Records to use ▸
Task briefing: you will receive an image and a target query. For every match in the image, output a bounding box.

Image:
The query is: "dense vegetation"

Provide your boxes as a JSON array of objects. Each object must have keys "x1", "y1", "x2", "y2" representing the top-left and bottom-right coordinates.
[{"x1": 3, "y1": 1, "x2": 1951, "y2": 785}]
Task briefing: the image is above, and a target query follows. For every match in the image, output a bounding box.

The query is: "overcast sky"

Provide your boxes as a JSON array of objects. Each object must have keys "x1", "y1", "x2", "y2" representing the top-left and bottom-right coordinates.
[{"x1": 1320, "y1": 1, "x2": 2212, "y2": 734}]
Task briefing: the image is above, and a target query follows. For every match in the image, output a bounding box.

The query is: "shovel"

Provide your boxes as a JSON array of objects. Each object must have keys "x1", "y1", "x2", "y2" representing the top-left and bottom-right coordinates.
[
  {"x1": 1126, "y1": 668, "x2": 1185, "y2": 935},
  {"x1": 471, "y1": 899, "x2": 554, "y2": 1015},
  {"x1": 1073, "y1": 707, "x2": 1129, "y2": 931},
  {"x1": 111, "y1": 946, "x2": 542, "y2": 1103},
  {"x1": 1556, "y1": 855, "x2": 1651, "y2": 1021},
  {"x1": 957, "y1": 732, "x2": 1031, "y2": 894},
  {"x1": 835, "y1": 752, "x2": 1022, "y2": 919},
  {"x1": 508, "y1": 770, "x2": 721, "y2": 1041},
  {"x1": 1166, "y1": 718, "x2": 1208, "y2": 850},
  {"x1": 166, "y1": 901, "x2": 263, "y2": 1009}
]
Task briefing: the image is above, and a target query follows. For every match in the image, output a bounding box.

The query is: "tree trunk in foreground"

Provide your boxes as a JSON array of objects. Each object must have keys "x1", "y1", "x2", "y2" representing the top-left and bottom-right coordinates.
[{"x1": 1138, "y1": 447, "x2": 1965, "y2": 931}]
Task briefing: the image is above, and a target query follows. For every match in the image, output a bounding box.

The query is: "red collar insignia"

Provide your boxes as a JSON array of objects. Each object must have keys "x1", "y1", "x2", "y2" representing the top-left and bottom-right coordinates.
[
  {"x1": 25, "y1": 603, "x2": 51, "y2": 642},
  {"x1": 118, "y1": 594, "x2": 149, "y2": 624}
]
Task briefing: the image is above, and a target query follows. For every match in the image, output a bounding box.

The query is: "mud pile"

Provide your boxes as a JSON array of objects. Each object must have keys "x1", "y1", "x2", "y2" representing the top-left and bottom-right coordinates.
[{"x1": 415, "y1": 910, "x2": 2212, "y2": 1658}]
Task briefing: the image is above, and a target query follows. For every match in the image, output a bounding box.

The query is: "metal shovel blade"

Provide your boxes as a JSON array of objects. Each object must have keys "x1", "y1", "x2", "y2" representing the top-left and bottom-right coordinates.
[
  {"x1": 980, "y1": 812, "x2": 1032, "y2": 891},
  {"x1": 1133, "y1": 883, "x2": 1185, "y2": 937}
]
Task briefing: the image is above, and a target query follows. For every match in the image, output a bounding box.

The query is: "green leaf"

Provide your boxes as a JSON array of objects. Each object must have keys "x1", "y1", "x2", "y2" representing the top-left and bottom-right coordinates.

Problem to work on ▸ Repeat every line of the records, exactly as given.

Task result ▸
Task briefing: you will receive an image and a target query. For every match in the image, output a bounding box.

Image:
The query is: "dense vegetation"

Provide your boxes as a JSON array of objects. Each object must have keys "x1", "y1", "x2", "y2" representing the top-left and bottom-right coordinates.
[{"x1": 3, "y1": 1, "x2": 1951, "y2": 785}]
Task briefing: the image is above, and a target query follows. For every match in the image, output a bounding box.

The query is: "overcast sky"

Provide your boxes as a JSON array of objects. Each object must have keys "x1", "y1", "x2", "y2" representing the top-left and bottom-right coordinates.
[{"x1": 1320, "y1": 1, "x2": 2212, "y2": 734}]
Task briefing: the image is above, and a target query follows. For every match in the image, output a bounding box.

The query is: "shovel"

Provide your boxes as a JSON array of objects. Each object must have keys "x1", "y1", "x2", "y2" representing the top-left and bottom-right coordinates.
[
  {"x1": 1126, "y1": 668, "x2": 1185, "y2": 935},
  {"x1": 471, "y1": 899, "x2": 554, "y2": 1015},
  {"x1": 1073, "y1": 707, "x2": 1129, "y2": 931},
  {"x1": 111, "y1": 946, "x2": 542, "y2": 1103},
  {"x1": 1556, "y1": 855, "x2": 1651, "y2": 1021},
  {"x1": 957, "y1": 732, "x2": 1031, "y2": 894},
  {"x1": 835, "y1": 752, "x2": 1022, "y2": 919},
  {"x1": 508, "y1": 770, "x2": 721, "y2": 1041},
  {"x1": 1166, "y1": 718, "x2": 1208, "y2": 850},
  {"x1": 166, "y1": 901, "x2": 263, "y2": 1009}
]
Task briefing: the image is above, and a target query follows. For every match in the image, output a bounding box.

The query is: "tree trunk in foreground"

Provide your boxes as a JSON array of objects. Each object must have keys "x1", "y1", "x2", "y2" representing the top-left and bottom-right coordinates.
[{"x1": 1138, "y1": 447, "x2": 1965, "y2": 931}]
Task briefing: the image is above, and a target query follows. For every match in the image, output a bounding box.

The query is: "red collar insignia"

Provide your boxes as a JSON array of objects. Each object must have keys "x1", "y1", "x2", "y2" representing the top-left and bottom-right coordinates.
[
  {"x1": 25, "y1": 603, "x2": 51, "y2": 642},
  {"x1": 118, "y1": 594, "x2": 149, "y2": 624}
]
Task briefing: the image is above, and a target query follows. For every match in the image, output a bounding box.

The query is: "mud pile"

Provide your boxes as a JSON array of objects. Each object must have keys "x1", "y1", "x2", "y2" representing the top-left and bottom-right coordinates.
[{"x1": 415, "y1": 910, "x2": 2212, "y2": 1658}]
Task briefing: the image is above, and a target query follows. For every match in the image, output a bounding box.

The query is: "metal shovel blade"

Provide your boxes as a JSON array of objects. Each object must have keys "x1", "y1", "x2", "y2" representing the top-left and bottom-right coordinates.
[
  {"x1": 980, "y1": 812, "x2": 1032, "y2": 891},
  {"x1": 1133, "y1": 883, "x2": 1185, "y2": 937}
]
Task briefing: the image is above, and a target query follows. For every match in the image, output a bounding box.

The query is: "green leaf"

Provide your boxes as a JSON array of objects. Each object must have keys "x1", "y1", "x2", "y2" representing the top-left and bottom-right coordinates.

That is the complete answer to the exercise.